**Desafio**
Transcreva sem alterações, do texto sobre a exposição, tudo o que vai desde "Fazer parte da" até "quer fazer parte.", incluindo estas palavras.

**Texto de origem**

Lá fora o reboliço impera. Os carros, os elétricos, as pessoas e o vento de outubro cruzam a estrada, arrastando consigo fragmentos de conversas, rua abaixo, até ao Largo Camões. Dentro dos muros do centro cultural Brotéria, em Lisboa, o ruído do silêncio e a luz fria da manhã acolhem quem chega, num convite à contemplação. À esquerda, uma porta de madeira abre-se do chão até ao teto, deixando entrever uma grande raiz de laranjeira, trabalhada como escultura. É uma árvore, mas também uma obra de arte de Alberto Carneiro. É o homem e a Natureza, em simbiose, no centro de uma sala branca.
Tantas Vezes Digo ao Orvalho Sou Como Tu, exposição patente na galeria da casa de cultura dos Jesuítas, em parceria com a Fundação Fé e Cooperação, junta o trabalho de Alberto Carneiro ao de Sérgio Carronha, Rita RA e Baralho para compor um hino à Natureza. Nesta vénia profunda à casa comum, pressente-se ainda um pedido delicado a todos os que entram: parem e tomem consciência da obra de arte natural da qual fazem parte. “Não faz sentido pensar que somos seres estranhos, elementos externos que têm de tomar conta da Natureza como se fossem simples hóspedes e não fizessem parte dela”, afirma João Sarmento sj, responsável pela galeria.
Fazer parte da Natureza é precisamente a ideia que ecoa nas três salas da exposição, em obras que dão forma artística às preocupações expressas pelo Papa Francisco na encíclica Laudato Si: Sobre o Cuidado da Casa Comum, que nos recorda que “tudo está interligado”.
Além da raiz de laranjeira, a sala central é dominada por sete fotografias de Alberto Carneiro que celebram a simbiose entre arte, corpo e Natureza. As imagens ilustram a simplicidade de palheiros, hortas e pormenores de instrumentos agrícolas, olhando-a como beleza que desarma e da qual o artista quer fazer parte.

**Material fornecido**
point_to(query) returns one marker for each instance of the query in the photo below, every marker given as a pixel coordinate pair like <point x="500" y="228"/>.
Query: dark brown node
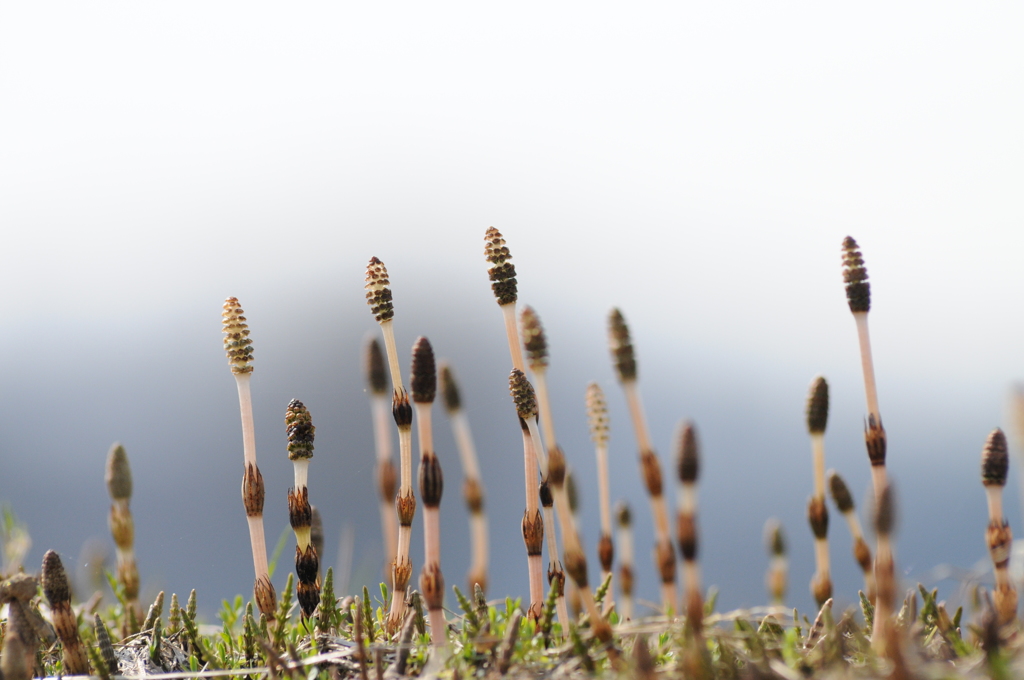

**Resultado da tarefa**
Fazer parte da Natureza é precisamente a ideia que ecoa nas três salas da exposição, em obras que dão forma artística às preocupações expressas pelo Papa Francisco na encíclica Laudato Si: Sobre o Cuidado da Casa Comum, que nos recorda que “tudo está interligado”.
Além da raiz de laranjeira, a sala central é dominada por sete fotografias de Alberto Carneiro que celebram a simbiose entre arte, corpo e Natureza. As imagens ilustram a simplicidade de palheiros, hortas e pormenores de instrumentos agrícolas, olhando-a como beleza que desarma e da qual o artista quer fazer parte.